---------- Material provided
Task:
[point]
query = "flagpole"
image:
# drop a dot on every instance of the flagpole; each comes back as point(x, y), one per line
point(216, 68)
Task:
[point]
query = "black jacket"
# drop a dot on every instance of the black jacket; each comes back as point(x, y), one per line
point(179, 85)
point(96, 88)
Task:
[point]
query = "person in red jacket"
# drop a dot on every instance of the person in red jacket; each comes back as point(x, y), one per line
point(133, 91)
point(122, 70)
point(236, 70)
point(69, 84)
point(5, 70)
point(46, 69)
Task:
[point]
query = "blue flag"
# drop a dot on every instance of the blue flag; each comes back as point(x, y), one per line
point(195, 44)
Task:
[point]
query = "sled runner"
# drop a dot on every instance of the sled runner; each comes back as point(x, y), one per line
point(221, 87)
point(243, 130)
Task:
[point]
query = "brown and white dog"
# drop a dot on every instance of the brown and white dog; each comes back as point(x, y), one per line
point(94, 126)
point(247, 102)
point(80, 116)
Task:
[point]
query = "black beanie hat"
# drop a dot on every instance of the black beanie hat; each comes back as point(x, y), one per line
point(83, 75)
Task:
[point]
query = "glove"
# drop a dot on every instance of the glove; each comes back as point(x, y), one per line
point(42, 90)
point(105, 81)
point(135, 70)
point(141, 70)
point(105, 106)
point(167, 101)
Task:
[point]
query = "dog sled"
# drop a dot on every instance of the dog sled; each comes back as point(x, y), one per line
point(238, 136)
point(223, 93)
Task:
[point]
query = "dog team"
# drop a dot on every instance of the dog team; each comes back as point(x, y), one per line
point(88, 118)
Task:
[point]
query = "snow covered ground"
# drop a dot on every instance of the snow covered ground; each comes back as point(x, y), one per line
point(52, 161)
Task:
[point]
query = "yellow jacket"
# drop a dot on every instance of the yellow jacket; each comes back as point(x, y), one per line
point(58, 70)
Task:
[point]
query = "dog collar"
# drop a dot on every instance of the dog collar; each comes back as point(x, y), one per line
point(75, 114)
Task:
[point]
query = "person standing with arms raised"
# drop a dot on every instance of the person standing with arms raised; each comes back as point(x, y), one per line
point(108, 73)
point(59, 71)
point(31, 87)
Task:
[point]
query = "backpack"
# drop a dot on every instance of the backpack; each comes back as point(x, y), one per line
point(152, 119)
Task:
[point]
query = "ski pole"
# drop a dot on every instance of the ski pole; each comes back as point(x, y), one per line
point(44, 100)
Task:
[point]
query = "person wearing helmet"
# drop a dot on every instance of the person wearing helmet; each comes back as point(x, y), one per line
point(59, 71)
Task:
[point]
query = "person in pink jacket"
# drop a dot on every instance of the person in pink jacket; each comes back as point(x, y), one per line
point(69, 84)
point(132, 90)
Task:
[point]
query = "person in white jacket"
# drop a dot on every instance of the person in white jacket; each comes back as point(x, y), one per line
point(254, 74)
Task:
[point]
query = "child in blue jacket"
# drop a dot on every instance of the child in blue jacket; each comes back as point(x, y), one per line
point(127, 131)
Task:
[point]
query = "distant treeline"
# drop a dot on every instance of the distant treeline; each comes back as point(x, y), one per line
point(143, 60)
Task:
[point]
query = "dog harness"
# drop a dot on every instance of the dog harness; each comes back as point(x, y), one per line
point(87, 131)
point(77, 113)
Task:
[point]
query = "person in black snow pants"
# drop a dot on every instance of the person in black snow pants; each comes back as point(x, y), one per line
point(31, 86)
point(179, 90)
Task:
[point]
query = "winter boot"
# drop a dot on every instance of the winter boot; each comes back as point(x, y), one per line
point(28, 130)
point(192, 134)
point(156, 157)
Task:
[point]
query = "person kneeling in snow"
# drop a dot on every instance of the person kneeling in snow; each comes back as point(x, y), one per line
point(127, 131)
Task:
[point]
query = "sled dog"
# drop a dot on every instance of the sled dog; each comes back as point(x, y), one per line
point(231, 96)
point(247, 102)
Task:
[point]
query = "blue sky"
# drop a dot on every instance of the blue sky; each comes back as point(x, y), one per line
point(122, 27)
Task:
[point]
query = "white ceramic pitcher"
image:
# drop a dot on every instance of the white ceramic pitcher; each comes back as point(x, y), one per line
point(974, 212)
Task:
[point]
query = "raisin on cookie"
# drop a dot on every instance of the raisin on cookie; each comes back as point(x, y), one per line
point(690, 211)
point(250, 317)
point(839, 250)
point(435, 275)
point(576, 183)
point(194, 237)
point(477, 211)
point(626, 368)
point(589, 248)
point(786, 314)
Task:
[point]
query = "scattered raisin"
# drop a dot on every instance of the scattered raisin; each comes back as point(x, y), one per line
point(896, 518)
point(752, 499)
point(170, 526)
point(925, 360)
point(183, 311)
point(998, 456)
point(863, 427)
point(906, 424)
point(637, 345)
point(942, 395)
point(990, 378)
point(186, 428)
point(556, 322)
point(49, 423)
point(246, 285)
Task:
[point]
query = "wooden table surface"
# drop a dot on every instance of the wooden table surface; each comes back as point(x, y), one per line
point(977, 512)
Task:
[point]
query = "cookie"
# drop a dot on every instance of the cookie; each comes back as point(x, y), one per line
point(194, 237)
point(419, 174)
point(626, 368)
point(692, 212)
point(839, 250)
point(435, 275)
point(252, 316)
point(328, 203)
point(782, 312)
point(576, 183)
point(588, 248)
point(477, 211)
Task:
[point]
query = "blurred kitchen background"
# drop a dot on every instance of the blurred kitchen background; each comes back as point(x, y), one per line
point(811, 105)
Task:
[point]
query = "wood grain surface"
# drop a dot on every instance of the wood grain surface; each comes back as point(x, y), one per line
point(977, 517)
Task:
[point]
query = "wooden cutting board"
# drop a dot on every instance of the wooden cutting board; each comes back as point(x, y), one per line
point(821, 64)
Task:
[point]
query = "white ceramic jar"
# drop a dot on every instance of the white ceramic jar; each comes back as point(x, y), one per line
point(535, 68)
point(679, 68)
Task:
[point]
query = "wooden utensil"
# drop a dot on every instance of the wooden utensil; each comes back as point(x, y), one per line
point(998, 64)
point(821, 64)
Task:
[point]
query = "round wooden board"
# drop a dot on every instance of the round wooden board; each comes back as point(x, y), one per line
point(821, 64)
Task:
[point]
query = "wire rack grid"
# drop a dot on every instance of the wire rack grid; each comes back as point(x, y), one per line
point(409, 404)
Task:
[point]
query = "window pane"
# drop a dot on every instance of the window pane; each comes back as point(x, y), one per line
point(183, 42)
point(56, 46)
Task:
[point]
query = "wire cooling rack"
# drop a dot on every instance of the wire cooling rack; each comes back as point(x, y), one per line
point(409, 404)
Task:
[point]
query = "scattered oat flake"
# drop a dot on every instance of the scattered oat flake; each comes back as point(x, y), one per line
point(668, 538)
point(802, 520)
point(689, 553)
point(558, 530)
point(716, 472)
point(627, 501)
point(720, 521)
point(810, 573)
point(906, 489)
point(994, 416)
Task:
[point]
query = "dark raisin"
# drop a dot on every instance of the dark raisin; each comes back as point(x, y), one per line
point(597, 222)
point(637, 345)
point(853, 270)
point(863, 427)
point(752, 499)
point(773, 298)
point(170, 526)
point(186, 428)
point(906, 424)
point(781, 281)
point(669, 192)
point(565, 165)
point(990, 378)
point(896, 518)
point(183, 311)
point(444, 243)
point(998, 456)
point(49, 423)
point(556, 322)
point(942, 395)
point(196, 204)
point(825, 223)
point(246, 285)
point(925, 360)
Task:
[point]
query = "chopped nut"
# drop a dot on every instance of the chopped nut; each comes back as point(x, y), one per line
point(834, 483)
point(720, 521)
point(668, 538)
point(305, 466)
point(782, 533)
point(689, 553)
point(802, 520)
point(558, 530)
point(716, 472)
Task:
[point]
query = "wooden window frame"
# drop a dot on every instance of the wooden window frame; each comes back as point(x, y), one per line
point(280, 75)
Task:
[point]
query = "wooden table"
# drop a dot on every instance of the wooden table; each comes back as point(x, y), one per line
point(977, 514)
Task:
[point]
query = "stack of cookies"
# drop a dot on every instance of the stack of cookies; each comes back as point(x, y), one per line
--------------------
*Exercise instructions*. Take the line with "# drop a dot on every instance of the scattered oat" and every line after it in the data, and please reproduce them exactly, leaving out all other lines.

*Output*.
# drop a dot on every instance of the scattered oat flake; each comes back as point(x, y), one per line
point(668, 538)
point(802, 520)
point(689, 553)
point(558, 530)
point(716, 472)
point(627, 501)
point(720, 521)
point(810, 573)
point(906, 489)
point(994, 416)
Task:
[point]
query = "dark raisin"
# drop a dot on every instance of the dark raisin; each comes back as point(x, y), one per line
point(597, 222)
point(637, 345)
point(853, 270)
point(863, 427)
point(752, 499)
point(773, 298)
point(170, 526)
point(186, 428)
point(906, 424)
point(781, 281)
point(669, 192)
point(565, 165)
point(990, 378)
point(896, 518)
point(183, 311)
point(444, 243)
point(998, 456)
point(49, 423)
point(556, 322)
point(942, 395)
point(196, 204)
point(825, 223)
point(246, 285)
point(925, 360)
Task:
[point]
query = "chopped nut"
# drop a dot on every instance of the chopped nut; each comes back as point(x, y), one per line
point(834, 483)
point(720, 521)
point(668, 538)
point(305, 466)
point(782, 533)
point(689, 553)
point(802, 520)
point(558, 530)
point(716, 472)
Task:
[point]
query = "wooden window frame"
# drop a dot on every instance of the wooden window frame; each comes back as point(x, y), one per line
point(280, 75)
Task:
[point]
query = "wooden table"
# drop a dot on every instance of the wooden table; each comes back as point(x, y), one per line
point(977, 514)
Task:
[point]
query = "stack of cookies"
# drop a dot on every instance of the stack of cookies; each comes back as point(x, y), one per line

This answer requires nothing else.